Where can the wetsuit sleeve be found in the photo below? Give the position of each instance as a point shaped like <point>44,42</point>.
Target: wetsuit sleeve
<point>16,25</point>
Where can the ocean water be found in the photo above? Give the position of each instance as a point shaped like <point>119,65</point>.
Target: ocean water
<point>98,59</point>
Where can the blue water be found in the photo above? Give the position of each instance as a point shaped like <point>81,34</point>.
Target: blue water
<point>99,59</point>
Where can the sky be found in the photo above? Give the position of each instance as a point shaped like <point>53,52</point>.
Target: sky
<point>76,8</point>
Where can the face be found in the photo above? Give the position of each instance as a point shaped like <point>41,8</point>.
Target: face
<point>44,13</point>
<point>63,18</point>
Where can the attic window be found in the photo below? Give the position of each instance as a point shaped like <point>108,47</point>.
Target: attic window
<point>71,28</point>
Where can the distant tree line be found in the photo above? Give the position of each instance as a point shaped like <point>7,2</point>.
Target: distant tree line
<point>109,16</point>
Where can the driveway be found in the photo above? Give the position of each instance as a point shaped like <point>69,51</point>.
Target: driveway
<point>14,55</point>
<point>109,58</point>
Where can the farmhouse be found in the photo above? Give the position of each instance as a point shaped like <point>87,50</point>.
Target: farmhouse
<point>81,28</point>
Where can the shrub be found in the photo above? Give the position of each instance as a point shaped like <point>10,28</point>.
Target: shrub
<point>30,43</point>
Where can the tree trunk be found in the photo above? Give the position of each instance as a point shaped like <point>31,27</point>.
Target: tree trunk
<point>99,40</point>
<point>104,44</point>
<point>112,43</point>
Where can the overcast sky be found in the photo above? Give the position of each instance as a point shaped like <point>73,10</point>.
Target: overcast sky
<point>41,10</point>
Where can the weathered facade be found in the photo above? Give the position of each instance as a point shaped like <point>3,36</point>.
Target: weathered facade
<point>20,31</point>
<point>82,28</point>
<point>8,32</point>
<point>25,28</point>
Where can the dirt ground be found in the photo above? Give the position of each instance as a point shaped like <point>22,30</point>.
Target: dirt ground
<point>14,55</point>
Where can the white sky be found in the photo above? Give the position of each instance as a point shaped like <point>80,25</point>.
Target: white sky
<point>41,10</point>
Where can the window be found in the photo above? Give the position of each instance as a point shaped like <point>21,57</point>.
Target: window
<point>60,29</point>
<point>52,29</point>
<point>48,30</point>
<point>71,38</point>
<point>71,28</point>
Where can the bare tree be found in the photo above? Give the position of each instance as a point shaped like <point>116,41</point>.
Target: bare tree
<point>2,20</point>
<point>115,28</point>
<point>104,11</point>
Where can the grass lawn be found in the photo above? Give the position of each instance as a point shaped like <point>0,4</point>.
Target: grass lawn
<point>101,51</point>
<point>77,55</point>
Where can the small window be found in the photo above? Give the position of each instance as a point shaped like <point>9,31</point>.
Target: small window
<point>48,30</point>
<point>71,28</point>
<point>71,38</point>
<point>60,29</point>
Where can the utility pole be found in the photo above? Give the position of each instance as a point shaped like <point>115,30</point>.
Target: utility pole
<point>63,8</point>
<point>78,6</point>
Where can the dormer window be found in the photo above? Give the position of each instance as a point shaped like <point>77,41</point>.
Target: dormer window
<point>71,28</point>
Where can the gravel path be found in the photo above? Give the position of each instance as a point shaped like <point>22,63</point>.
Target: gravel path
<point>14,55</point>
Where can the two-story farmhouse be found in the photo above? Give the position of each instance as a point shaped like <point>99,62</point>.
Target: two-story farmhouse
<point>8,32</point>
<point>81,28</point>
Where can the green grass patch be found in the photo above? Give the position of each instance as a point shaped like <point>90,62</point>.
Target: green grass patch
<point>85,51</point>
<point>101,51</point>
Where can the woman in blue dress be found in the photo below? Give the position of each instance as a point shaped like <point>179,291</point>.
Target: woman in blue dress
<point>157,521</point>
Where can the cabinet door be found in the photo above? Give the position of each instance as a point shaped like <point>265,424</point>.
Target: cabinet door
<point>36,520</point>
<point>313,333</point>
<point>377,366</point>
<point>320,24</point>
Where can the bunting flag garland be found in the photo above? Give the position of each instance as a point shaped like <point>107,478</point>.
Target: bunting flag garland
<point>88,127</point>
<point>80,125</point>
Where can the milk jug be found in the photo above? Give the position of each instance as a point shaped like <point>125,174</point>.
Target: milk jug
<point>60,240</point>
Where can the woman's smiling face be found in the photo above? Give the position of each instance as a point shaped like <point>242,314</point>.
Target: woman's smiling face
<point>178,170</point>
════════════════════
Copy the entries above word for word, beginning with the first line and ending with the line that contains "<point>16,25</point>", including both of those lines.

Where can the wetsuit sleeve be found in the photo below? Give the position of each instance as a point shaped like <point>44,42</point>.
Target: wetsuit sleeve
<point>16,25</point>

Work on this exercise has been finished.